Exercise instructions ▸
Copy every record verbatim. Leave the pictures out.

Top of Records for the task

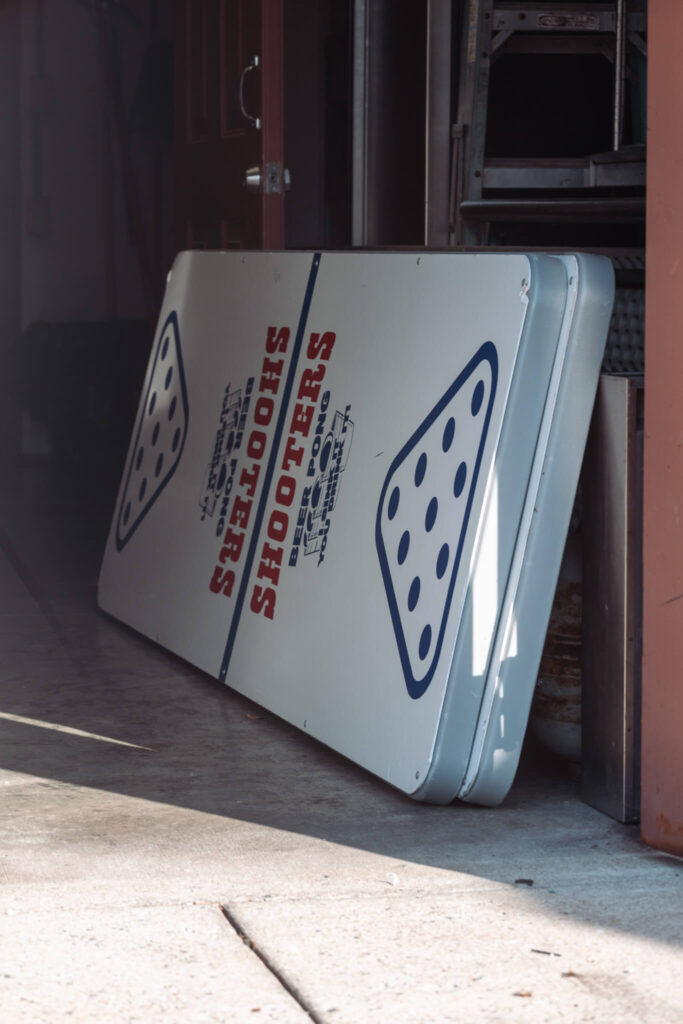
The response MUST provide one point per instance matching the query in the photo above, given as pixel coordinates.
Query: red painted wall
(663, 544)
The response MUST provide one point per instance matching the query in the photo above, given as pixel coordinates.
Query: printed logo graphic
(424, 513)
(160, 436)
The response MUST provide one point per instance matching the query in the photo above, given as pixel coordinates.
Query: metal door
(229, 178)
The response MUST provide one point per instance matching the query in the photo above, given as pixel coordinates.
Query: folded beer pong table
(348, 489)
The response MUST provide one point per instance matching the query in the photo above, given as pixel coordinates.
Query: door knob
(276, 179)
(253, 179)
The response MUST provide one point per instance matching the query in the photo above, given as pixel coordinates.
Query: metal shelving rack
(498, 27)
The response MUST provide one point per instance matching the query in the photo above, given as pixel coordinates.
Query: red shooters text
(222, 582)
(223, 577)
(264, 595)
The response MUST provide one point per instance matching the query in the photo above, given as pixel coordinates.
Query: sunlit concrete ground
(168, 851)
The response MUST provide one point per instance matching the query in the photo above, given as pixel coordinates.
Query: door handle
(252, 180)
(255, 62)
(276, 179)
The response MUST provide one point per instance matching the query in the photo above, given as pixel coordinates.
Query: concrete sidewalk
(168, 851)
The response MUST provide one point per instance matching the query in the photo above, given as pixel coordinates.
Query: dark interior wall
(396, 95)
(10, 280)
(316, 122)
(85, 225)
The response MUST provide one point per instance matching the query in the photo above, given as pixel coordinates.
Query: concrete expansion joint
(291, 989)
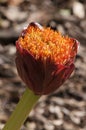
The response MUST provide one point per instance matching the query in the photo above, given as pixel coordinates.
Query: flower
(45, 58)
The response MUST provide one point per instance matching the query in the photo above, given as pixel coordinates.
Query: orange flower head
(45, 58)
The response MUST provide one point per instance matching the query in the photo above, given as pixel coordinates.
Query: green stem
(22, 110)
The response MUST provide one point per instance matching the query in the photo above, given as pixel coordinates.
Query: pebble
(78, 9)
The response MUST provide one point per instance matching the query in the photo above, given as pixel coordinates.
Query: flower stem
(22, 110)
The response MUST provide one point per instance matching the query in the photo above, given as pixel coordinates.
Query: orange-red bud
(45, 58)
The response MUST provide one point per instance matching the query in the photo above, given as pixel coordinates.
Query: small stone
(78, 9)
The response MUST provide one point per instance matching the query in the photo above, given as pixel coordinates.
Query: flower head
(45, 58)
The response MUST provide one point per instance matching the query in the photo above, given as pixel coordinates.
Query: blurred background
(64, 109)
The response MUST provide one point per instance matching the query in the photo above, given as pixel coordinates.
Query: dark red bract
(42, 77)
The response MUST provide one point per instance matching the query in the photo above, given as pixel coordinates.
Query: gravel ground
(64, 109)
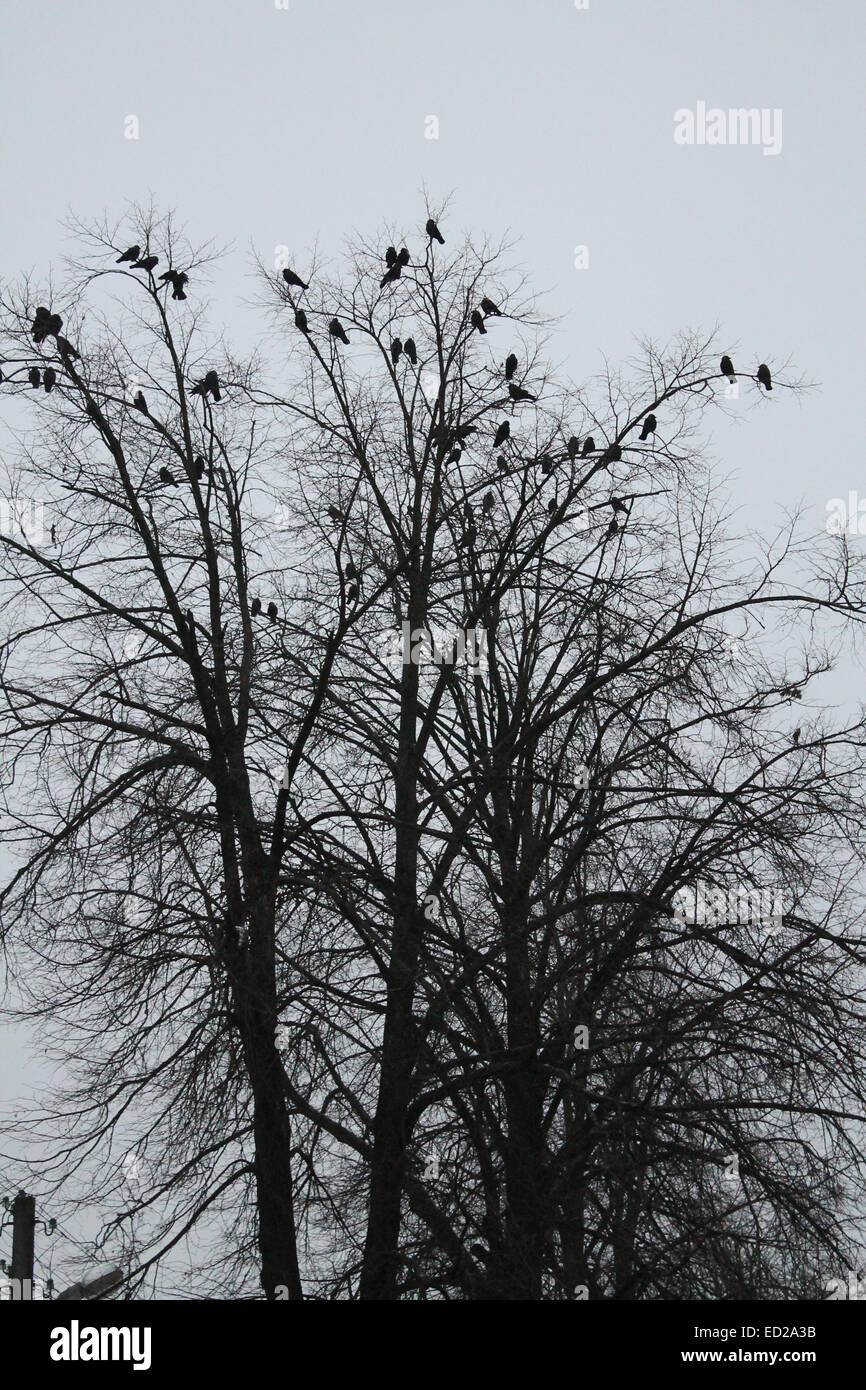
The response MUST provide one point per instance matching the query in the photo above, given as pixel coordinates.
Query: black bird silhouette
(207, 387)
(519, 394)
(178, 278)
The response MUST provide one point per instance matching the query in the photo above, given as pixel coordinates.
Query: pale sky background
(263, 127)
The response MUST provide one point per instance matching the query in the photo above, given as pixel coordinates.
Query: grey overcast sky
(264, 125)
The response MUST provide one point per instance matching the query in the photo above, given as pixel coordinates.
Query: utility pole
(24, 1230)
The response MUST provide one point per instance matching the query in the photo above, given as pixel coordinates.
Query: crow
(519, 394)
(178, 278)
(291, 278)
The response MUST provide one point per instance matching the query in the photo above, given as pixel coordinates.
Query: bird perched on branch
(433, 231)
(207, 387)
(520, 394)
(177, 278)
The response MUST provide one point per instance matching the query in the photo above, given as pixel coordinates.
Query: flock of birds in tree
(47, 324)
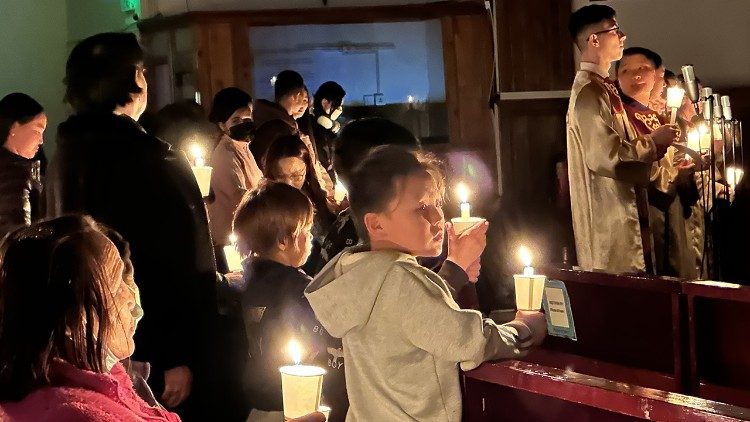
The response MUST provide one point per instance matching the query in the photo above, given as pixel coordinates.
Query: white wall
(172, 7)
(413, 67)
(33, 55)
(713, 35)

Bottom of Records for the task

Output ▸
The response MUST provide one point per instance matching the query in the photo above, given as pixel coordinates.
Query: red painted wall
(663, 544)
The response MUST provide one point per instance matching the query in the photo above, given as pixel coordinates.
Query: printed logo graphic
(424, 513)
(160, 436)
The response MUST provide one point per instance matching the query in the photo above, given as pixel coordinates.
Query: metal door
(229, 178)
The response MUST provide one point per instance matching the query in the photo above, given as pixel coordinates.
Query: folded beer pong table
(348, 489)
The response MUST provide one point per instance matching the query in the photo above, given as pixel coordinates.
Query: door knob
(276, 179)
(253, 179)
The response MUST provide one point per instance matching the query in the photo above, given as pixel coordinates.
Query: metal shelving rack
(498, 27)
The response MUST provide one point per instance matching the query in the photo above, given as pixel coordinates.
Query: red shooters text
(222, 582)
(223, 577)
(264, 595)
The response MUST provide one point per instance matching the query in the photo above, given as pixel coordinates.
Query: sunlit concrete ground
(168, 851)
The response MUST provide one point per instance matching the query in the photo above, given as pixel coordinates.
Query: door handle
(252, 180)
(255, 62)
(276, 179)
The response MUST provide one point per instance matching the query in the photo above, given as pixel coordinates.
Query: concrete sidewalk
(168, 851)
The response MUST provide one point per instance matching the query in the photo above, given as pixel coordinates.
Query: dark interior wall
(396, 95)
(10, 280)
(316, 122)
(85, 225)
The response MUST provide one point per instance matching the query in the photo above, given as pixel coordinates.
Query: concrete expansion joint
(291, 989)
The response MUST provide one point per instance matching the query in the photo above, given as pixel coordinates.
Query: flower
(45, 58)
The response MUST provide one point per instance matching the query in the photo above, given as pixel coordinates.
Query: orange flower head
(45, 58)
The response MUST provide one point per instance matching the query in the photo above, given as pixel coordinates.
Query: green stem
(22, 110)
The response MUST provide one point per instance matching the query in the photo above, given as pixel coordinates.
Query: pebble
(78, 9)
The response MUST provide one point per instance matching the query in the photo above, given as pixel coordinates.
Query: flower stem
(22, 110)
The response MUST provide one point per instance matching the query in the photo above, given as pixel coordinates.
Query: orange-red bud
(45, 58)
The response MUST provide one point per instance matching the query in the photo above, given as pixel coordinates.
Query: small stone
(78, 9)
The response MUST provide one point per instance matching the query in the photo above, given as pixel coordinates.
Query: flower head
(45, 58)
The response MUST provide one point per instance matching the query in the photo above, given as pixel coordinates.
Query: blurred background
(64, 109)
The response MUST provide one point per instance matching the query in the photo above, given as pixel coordinates.
Query: dark red bract
(42, 77)
The response MUST provide one point per instance matching the query in the photo above, given as pixel coordinates.
Query: gravel ground
(64, 109)
The response MUST provide one point per instance matching the query in the photo above, given as pixel coordinates.
Query: black bird silhouette
(207, 387)
(519, 394)
(178, 278)
The response MUST provide one point per instance matching the query in the photo above, given as pixel coordinates.
Query: pale sky background
(263, 127)
The response MUST provide one point per instance matching the query in the photo above, given as pixel coordinates.
Query: grey overcast sky
(264, 125)
The response MUST provide one point per instance matching the query in the photo above, given as pixel coordinates.
Query: utility pole
(24, 1230)
The response MUST provide one point per instance matching the query in the photo above, given as pixel coordinates.
Query: crow
(519, 394)
(178, 278)
(291, 278)
The response MUST provide one point per instance matching the query in the photo above, given as pixel coordinates.
Query: bird perched on branch
(433, 231)
(207, 387)
(520, 394)
(177, 278)
The response MUST provide one point per instance matching the query in the photo above, given as pixel coordinates.
Query: flock of birds in tree
(47, 324)
The response MUST provide one point per instance matching the query in the photo above, given as pixel coordinates.
Query: white wall
(172, 7)
(413, 67)
(33, 55)
(713, 35)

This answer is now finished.